• _Problem statement_
Rewrite the passage on Google Ads keyword match types from "This led to" up to and including "certain words mandatory.", substituting "relevance" for "relevancy".

• _Reading passage_
+ + + + + + +
This led to us realizing that campaigns should start off with only phrase match, exact match and modified broad match keywords, not full broad match. Using only these three match types in the beginning allows you to balance traffic flow and relevancy. If you use full broad match in the beginning, you may have a lower (CPC) Cost-Per-Click but your (CPA) Cost-Per-Acquisition will be higher. This is because full broad match too many irrelevant searches to pull up your ads.


Modified Broad Match

modified broad match keywords and how to use them

If you’re new to Google Ads, you might be wondering what the heck modified broad match keywords are. Modified broad match keywords are in between phrase match and broad match. Broad match modifiers (+) allow you to make certain words mandatory.

Example – Black +iPhone +case for 6s Plus 

In this example, the plus signs in front of +iPhone and +case make certain that those words are used. The words black, for, 6s and plus can be missing or replaced with different words altogether.
+ + + + + + +
• _Given data_
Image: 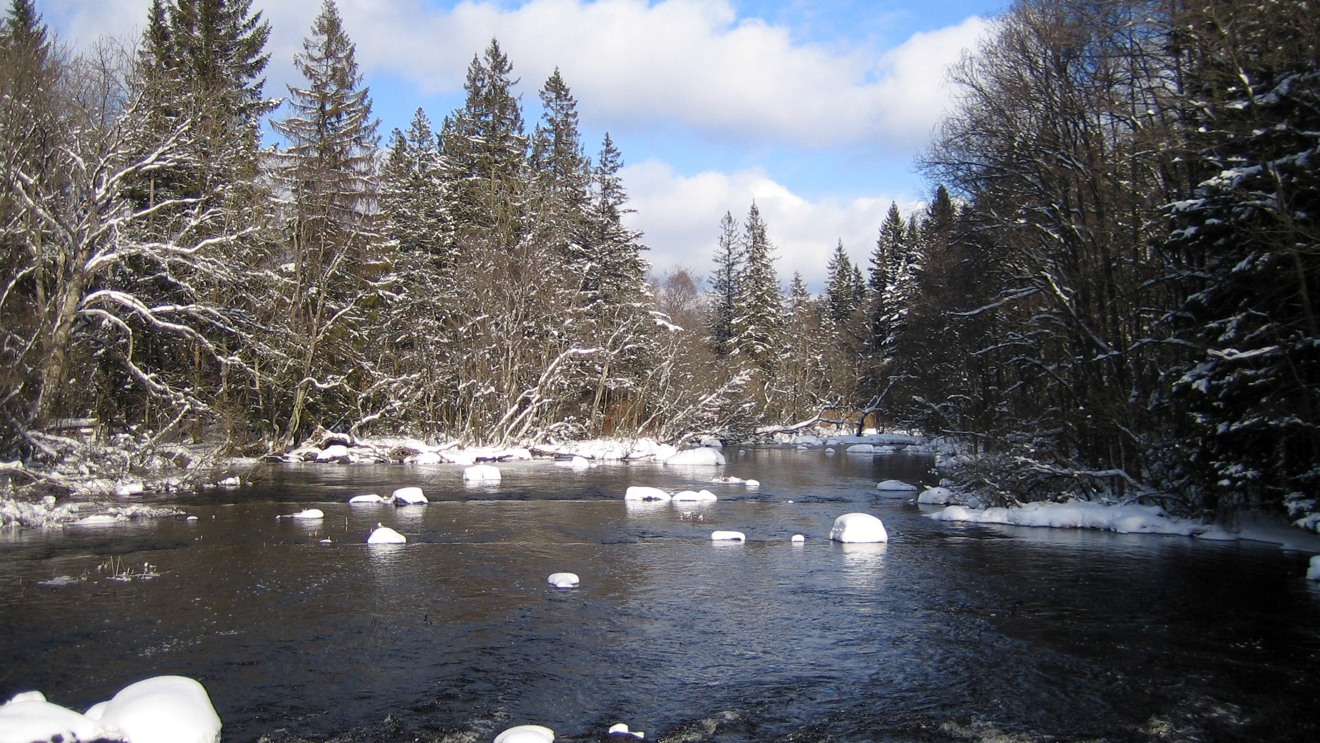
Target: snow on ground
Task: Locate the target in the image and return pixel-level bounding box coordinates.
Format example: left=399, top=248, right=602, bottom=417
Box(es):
left=0, top=676, right=220, bottom=743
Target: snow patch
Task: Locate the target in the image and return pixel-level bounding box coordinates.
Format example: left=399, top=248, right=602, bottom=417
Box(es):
left=829, top=513, right=890, bottom=542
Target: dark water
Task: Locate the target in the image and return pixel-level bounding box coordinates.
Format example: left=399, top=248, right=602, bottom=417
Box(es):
left=0, top=449, right=1320, bottom=743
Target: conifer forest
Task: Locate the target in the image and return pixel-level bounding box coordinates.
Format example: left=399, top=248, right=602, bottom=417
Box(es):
left=0, top=0, right=1320, bottom=520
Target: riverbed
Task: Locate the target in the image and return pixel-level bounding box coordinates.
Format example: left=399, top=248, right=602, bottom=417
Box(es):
left=0, top=449, right=1320, bottom=742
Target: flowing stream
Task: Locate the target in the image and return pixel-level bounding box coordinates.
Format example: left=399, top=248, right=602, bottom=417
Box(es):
left=0, top=449, right=1320, bottom=743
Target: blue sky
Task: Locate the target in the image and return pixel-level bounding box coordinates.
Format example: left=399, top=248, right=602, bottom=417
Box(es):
left=36, top=0, right=1007, bottom=290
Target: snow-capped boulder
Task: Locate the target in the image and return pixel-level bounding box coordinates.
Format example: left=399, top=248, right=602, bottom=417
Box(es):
left=623, top=486, right=673, bottom=501
left=664, top=446, right=725, bottom=467
left=391, top=487, right=430, bottom=505
left=317, top=443, right=352, bottom=462
left=673, top=490, right=719, bottom=503
left=367, top=524, right=408, bottom=544
left=463, top=465, right=500, bottom=483
left=545, top=573, right=581, bottom=589
left=829, top=513, right=890, bottom=542
left=916, top=487, right=953, bottom=505
left=87, top=676, right=220, bottom=743
left=494, top=725, right=554, bottom=743
left=0, top=692, right=100, bottom=743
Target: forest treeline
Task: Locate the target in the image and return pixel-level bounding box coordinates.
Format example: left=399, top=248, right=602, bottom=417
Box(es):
left=0, top=0, right=1320, bottom=517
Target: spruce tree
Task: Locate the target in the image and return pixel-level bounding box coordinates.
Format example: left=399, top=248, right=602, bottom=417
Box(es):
left=273, top=0, right=380, bottom=442
left=709, top=211, right=747, bottom=356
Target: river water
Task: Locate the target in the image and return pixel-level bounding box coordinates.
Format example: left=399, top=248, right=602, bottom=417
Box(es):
left=0, top=449, right=1320, bottom=743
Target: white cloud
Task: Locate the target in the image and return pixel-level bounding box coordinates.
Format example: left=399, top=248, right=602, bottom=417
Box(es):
left=622, top=160, right=919, bottom=292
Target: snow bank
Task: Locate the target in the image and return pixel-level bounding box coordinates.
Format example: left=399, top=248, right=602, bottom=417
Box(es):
left=0, top=676, right=220, bottom=743
left=916, top=487, right=953, bottom=505
left=829, top=513, right=890, bottom=542
left=664, top=446, right=725, bottom=467
left=494, top=725, right=554, bottom=743
left=929, top=501, right=1209, bottom=538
+ + + + + + +
• _The solution_
This led to us realizing that campaigns should start off with only phrase match, exact match and modified broad match keywords, not full broad match. Using only these three match types in the beginning allows you to balance traffic flow and relevance. If you use full broad match in the beginning, you may have a lower (CPC) Cost-Per-Click but your (CPA) Cost-Per-Acquisition will be higher. This is because full broad match too many irrelevant searches to pull up your ads.


Modified Broad Match

modified broad match keywords and how to use them

If you’re new to Google Ads, you might be wondering what the heck modified broad match keywords are. Modified broad match keywords are in between phrase match and broad match. Broad match modifiers (+) allow you to make certain words mandatory.